» REQUIRED WORK
Copy word for word the items from the line containing "Please point out the gray" through the end of the items, including both ends.

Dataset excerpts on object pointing
<<<<
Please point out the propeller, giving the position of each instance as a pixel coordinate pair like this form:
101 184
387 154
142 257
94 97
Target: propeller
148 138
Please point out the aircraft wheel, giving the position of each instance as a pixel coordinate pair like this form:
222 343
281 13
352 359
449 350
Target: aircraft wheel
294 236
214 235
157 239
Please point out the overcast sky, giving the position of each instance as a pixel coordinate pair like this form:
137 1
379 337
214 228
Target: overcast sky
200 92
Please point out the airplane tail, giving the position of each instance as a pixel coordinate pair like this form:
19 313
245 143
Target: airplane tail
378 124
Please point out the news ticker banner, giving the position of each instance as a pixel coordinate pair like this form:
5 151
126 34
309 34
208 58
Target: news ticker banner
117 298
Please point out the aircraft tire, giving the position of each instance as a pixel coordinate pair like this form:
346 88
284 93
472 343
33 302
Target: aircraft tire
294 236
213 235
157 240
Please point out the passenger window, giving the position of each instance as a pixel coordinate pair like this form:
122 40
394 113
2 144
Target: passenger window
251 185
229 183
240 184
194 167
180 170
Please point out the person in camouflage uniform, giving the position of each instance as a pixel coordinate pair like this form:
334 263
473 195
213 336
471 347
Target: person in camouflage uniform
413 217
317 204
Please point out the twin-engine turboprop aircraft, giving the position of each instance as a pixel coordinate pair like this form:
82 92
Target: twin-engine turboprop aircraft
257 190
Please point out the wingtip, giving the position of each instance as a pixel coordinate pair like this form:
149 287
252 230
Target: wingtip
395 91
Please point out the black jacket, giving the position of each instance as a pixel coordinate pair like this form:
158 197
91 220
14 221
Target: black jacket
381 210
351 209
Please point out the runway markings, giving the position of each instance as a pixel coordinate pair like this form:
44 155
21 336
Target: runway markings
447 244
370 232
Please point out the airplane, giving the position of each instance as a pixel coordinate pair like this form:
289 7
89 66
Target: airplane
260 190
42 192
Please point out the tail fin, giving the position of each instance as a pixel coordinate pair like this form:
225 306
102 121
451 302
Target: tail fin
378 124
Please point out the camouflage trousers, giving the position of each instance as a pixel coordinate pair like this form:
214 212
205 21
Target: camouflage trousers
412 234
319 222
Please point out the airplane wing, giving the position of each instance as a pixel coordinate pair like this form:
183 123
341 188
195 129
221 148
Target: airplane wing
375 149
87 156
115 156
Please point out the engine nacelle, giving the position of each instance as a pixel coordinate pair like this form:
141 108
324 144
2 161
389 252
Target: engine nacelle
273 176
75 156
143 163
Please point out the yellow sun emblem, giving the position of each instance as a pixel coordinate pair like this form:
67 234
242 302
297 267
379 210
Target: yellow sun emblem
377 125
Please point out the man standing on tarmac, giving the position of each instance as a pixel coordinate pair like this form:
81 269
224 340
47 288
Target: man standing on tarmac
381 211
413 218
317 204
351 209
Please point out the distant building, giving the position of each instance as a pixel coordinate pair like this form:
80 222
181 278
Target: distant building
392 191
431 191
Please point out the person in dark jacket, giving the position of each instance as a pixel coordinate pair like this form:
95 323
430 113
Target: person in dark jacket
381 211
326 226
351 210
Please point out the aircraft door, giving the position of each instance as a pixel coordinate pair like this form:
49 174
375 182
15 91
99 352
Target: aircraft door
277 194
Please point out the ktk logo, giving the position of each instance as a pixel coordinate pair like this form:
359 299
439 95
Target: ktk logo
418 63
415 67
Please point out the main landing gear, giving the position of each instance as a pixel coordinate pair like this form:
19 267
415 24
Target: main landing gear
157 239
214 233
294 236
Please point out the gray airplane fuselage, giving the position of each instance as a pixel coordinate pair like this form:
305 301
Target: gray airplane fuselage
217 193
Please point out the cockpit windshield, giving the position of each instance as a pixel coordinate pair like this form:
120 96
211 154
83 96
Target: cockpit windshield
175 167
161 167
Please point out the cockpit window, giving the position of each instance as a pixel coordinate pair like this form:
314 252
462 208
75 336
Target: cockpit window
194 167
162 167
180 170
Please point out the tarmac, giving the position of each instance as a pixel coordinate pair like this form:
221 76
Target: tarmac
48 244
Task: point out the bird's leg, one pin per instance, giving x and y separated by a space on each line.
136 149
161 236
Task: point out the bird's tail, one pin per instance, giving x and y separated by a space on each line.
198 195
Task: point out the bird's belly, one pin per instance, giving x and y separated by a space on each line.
>>>>
» ANSWER IN FULL
Please point out the gray airplane fuselage, giving the position of each instance as a pixel coordinate pair like this form:
305 301
Target: gray airplane fuselage
217 193
Please point out the cockpit windshield, giving the position of each instance as a pixel coordinate pair like this form:
120 96
211 154
83 96
Target: cockpit windshield
175 167
161 167
Please point out the cockpit window, giving the position of each instance as a pixel coordinate pair like this form:
314 252
462 208
75 336
Target: cockpit window
194 167
162 167
180 170
Please point out the tarmac, giving the position of each instance as a pixel coordinate pair like this form:
221 76
Target: tarmac
48 244
Task: point out the bird's leg, one pin per instance, giving x and y separated by a space on each line.
136 149
161 236
Task: point out the bird's tail, one pin per instance, giving x and y separated by a space on each line.
198 195
Task: point out the bird's belly, one pin per instance, giving x and y separated by a space on each line.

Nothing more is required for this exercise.